▶ **What to work on**: Locate every line in the material below that contains the string "tower", and copy each of those lines out. Case matters.

== The input

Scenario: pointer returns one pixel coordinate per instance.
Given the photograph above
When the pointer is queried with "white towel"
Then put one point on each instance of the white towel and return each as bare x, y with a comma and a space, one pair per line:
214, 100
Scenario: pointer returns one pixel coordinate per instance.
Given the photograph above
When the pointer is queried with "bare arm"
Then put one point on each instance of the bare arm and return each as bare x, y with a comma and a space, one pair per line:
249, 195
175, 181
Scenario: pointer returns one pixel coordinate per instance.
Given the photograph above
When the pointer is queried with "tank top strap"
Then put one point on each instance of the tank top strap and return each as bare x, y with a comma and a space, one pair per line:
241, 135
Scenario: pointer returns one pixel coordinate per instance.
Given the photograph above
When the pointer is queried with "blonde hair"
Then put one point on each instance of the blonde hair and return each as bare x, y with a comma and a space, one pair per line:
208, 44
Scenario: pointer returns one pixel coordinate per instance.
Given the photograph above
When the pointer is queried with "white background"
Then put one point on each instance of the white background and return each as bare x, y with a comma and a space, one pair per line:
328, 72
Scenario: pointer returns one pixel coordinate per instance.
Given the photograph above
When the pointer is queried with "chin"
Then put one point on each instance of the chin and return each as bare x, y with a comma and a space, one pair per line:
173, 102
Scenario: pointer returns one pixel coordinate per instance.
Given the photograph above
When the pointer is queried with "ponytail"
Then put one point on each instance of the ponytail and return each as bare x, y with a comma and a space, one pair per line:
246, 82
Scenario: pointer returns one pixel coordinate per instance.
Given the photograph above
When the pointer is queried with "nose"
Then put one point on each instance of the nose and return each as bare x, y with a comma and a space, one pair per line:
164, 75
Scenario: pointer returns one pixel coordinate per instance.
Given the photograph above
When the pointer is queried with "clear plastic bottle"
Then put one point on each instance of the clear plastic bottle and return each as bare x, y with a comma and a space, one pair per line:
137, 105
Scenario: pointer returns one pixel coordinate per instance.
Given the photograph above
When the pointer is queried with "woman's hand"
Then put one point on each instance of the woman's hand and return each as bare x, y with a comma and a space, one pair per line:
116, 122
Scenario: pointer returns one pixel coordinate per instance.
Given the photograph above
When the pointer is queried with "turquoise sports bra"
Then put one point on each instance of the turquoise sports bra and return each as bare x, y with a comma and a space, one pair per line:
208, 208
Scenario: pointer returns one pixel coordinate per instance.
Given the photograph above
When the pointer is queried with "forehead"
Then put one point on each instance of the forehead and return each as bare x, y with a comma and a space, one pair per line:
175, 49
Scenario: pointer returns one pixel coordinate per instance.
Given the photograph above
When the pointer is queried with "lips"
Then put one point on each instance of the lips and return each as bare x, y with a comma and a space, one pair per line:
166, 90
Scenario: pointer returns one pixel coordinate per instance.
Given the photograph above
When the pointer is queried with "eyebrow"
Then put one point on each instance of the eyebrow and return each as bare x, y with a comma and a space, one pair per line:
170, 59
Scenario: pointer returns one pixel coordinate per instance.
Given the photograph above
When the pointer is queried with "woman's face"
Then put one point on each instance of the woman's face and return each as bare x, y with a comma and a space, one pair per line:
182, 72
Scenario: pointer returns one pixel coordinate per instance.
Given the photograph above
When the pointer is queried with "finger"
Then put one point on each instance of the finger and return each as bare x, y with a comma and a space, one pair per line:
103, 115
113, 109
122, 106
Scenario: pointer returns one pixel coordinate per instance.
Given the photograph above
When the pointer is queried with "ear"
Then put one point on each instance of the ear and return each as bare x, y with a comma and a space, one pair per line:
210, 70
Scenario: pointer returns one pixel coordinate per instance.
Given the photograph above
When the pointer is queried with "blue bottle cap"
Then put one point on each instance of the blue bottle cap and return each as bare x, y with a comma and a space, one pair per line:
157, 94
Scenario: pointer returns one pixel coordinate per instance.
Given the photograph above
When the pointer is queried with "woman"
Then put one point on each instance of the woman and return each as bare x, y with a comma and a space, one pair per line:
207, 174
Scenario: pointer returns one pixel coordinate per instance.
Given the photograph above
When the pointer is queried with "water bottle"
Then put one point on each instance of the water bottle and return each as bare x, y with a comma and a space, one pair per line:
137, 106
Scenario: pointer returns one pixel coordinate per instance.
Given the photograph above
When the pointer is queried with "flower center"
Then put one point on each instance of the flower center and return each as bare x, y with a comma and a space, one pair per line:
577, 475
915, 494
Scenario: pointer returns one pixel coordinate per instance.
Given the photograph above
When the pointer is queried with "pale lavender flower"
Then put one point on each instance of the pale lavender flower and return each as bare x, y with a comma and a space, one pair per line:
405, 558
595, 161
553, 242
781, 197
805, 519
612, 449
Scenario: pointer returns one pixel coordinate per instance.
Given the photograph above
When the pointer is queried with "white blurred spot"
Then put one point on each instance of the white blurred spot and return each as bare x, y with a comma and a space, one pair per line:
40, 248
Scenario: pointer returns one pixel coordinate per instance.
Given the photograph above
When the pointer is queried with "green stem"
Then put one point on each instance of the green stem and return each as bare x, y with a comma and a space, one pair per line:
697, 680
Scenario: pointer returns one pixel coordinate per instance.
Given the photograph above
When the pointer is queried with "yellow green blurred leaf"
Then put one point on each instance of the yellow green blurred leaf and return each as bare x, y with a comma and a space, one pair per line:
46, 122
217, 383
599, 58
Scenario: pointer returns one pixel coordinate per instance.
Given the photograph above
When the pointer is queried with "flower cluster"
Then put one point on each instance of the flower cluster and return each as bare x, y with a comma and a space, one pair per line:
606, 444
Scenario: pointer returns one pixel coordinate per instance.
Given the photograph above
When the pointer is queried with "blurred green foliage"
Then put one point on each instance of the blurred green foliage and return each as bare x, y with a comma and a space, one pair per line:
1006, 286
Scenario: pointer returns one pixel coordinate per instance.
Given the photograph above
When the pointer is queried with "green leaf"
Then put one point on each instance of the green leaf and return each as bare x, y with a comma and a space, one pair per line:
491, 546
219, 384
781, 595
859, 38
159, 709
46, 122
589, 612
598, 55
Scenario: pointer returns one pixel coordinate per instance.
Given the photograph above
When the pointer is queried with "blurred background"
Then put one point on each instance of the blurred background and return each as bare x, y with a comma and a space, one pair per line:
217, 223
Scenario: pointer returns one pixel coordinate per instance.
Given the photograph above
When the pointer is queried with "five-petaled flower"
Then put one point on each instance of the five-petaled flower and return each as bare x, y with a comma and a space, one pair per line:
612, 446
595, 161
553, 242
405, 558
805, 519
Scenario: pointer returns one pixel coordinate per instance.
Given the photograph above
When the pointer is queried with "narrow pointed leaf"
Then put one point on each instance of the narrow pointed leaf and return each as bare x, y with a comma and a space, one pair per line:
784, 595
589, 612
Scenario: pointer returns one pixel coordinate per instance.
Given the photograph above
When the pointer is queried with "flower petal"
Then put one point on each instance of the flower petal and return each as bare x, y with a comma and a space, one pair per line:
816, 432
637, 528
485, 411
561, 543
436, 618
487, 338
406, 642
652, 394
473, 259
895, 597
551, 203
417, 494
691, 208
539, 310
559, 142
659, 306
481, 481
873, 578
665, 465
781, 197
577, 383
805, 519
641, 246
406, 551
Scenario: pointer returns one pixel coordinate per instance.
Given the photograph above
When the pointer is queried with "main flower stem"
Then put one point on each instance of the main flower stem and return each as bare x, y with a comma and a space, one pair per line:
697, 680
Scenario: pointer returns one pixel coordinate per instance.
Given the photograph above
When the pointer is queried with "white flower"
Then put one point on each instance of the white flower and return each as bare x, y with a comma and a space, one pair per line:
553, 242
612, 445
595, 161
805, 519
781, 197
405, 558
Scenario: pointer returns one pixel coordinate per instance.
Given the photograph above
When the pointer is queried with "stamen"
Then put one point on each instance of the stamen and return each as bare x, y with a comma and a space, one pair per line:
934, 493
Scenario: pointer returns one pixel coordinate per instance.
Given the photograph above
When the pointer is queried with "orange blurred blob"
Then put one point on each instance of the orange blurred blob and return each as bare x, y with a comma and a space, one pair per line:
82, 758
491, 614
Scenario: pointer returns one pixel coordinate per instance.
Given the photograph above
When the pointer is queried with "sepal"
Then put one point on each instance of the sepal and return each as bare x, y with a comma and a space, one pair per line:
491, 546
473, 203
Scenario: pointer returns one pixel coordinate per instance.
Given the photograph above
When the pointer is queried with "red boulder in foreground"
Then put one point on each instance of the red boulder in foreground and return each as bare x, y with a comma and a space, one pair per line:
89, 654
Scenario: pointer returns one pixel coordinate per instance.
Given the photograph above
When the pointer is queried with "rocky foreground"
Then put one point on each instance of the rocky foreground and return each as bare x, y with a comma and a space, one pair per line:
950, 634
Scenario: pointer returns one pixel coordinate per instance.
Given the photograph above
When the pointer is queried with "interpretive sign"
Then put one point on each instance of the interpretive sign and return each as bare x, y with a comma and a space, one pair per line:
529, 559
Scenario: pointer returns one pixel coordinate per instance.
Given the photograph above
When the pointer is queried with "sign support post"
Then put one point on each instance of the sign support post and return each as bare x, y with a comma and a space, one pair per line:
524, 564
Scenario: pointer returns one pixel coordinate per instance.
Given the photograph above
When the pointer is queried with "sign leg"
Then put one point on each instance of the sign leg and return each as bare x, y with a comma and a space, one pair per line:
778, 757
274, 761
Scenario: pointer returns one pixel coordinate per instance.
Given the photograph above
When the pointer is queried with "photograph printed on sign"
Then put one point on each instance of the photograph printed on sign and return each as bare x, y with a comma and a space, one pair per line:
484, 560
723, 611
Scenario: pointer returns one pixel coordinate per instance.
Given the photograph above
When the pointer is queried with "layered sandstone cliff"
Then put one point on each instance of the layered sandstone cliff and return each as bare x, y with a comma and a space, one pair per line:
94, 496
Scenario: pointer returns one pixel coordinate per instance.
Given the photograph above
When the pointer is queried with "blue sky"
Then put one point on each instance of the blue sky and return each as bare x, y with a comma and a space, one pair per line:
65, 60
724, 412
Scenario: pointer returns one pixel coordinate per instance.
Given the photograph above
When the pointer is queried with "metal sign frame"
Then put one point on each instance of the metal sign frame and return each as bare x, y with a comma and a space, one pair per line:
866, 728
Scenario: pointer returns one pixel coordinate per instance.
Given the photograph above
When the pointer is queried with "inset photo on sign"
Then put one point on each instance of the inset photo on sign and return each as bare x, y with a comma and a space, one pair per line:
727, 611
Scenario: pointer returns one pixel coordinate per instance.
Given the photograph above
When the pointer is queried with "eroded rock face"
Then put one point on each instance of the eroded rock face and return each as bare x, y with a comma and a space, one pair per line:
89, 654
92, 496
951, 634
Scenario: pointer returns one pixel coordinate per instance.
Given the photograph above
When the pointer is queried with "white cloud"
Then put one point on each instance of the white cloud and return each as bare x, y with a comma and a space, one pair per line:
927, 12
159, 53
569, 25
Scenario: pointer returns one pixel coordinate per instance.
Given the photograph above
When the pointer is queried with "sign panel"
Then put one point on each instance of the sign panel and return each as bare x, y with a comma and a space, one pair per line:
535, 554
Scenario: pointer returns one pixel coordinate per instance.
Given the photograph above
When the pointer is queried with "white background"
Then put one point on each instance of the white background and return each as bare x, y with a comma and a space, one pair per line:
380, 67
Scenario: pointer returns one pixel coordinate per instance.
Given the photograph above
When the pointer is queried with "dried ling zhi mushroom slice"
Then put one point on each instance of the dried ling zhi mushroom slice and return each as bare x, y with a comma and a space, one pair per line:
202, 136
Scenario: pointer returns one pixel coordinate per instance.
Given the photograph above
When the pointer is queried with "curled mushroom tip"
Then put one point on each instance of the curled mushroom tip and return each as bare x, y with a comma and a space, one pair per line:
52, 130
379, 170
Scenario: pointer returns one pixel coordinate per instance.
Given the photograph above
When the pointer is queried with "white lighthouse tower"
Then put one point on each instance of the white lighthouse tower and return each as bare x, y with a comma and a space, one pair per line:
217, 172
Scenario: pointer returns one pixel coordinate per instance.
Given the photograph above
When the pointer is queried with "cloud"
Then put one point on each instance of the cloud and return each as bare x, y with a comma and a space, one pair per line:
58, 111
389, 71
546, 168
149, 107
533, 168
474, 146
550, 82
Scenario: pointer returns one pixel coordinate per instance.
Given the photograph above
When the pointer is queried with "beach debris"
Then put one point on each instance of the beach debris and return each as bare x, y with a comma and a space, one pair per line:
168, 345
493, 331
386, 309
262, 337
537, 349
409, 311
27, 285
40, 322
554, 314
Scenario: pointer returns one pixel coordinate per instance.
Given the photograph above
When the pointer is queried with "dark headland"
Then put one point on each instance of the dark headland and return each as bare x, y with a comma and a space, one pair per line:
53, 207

====

▶ **Exercise result**:
When the pointer is queried with "white lighthouse tower"
Then put one point on each instance of the white lighthouse tower and return each as bare x, y with a comma and a space, one pair per line:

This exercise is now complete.